*** SUPPLIED TEXT ***

If you don’t have genuine conversations with people at networking events, career fairs, alumni events hosted on campus, and in other situations designed to give you opportunities to engage with real, live people, you’re missing the point. And guess what? You need to branch out and avoid talking to the people you already know.

Give yourself an assignment to talk to at least three new people when you attend an event. Obtain business cards if possible because this gives you an easy reminder for following up later (and contact information, too). It’s great to talk to people in your career field, but if you can’t identify people in your field, that’s okay. The point is to practice overcoming your fear of communicating with new people and to make new connections. You might enjoy yourself, and you might build great new connections.

  • Update your brand.

Before you step out the door to attend a face-to-face networking event or prior to logging on to a virtual event, check your online brand. Log into every social media site. Google yourself. You should do this regularly, but definitely do it prior to events.

Recently, I attended an event on a college campus. I interacted with a really cool, engaging, savvy student. Immediately following the event, I searched for the student on social media. Her profile picture gave me pause and seemed inappropriate. I chose not to connect after all. The bummer for that student is that I’m connected to some really awesome employers, recruiters, talent acquisition leaders, and entrepreneurs. These are all people who may have benefited this young woman in her future job search. But I have to look out for my own brand. I don’t connect (or remain connected) with people who don’t portray themselves in a positive light.

Don’t let this happen to you. Put your best self out there online, particularly when you’re job searching and prior to graduation. Remember, you cannot disconnect your brand from your networking efforts.

  • Don’t overlook the little people.

When you’re networking, don’t make the classic mistake of walking into a room and glancing at name badges or honing in on the most important looking people in the room and ignoring the rest of the minions. It’s egotistical and rude to focus on a few “big names” in the room, and honestly, it might be a waste of your time because—news flash—many other candidates will be playing the same game.

*** DATA BLOCK ***

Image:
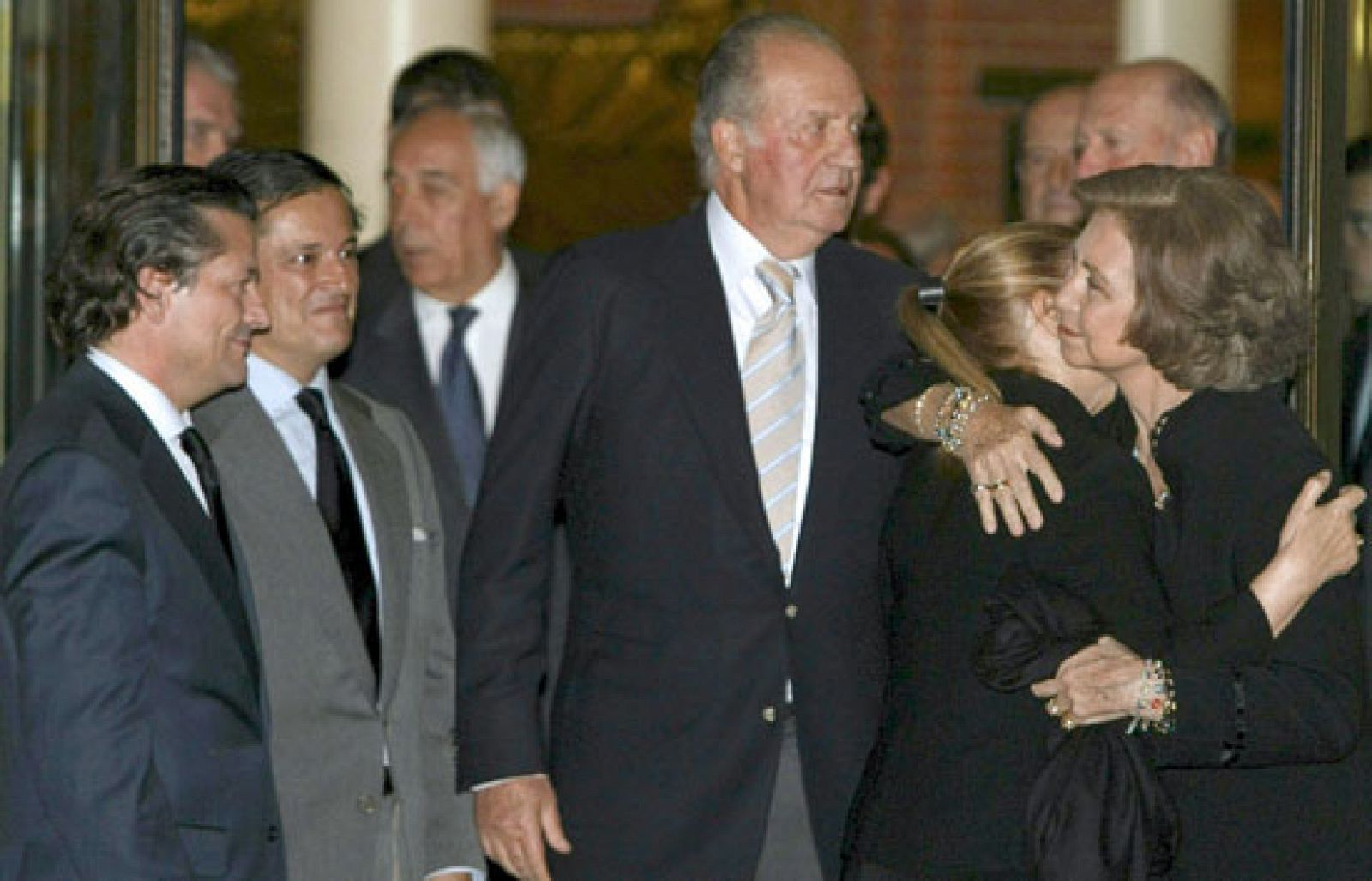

***

**EXERCISE INSTRUCTIONS:** Write out the passage from the networking advice text above, starting at the words "Recently, I attended" and ending after the words "your networking efforts.".

**THE REPLY:**
Recently, I attended an event on a college campus. I interacted with a really cool, engaging, savvy student. Immediately following the event, I searched for the student on social media. Her profile picture gave me pause and seemed inappropriate. I chose not to connect after all. The bummer for that student is that I’m connected to some really awesome employers, recruiters, talent acquisition leaders, and entrepreneurs. These are all people who may have benefited this young woman in her future job search. But I have to look out for my own brand. I don’t connect (or remain connected) with people who don’t portray themselves in a positive light.

Don’t let this happen to you. Put your best self out there online, particularly when you’re job searching and prior to graduation. Remember, you cannot disconnect your brand from your networking efforts.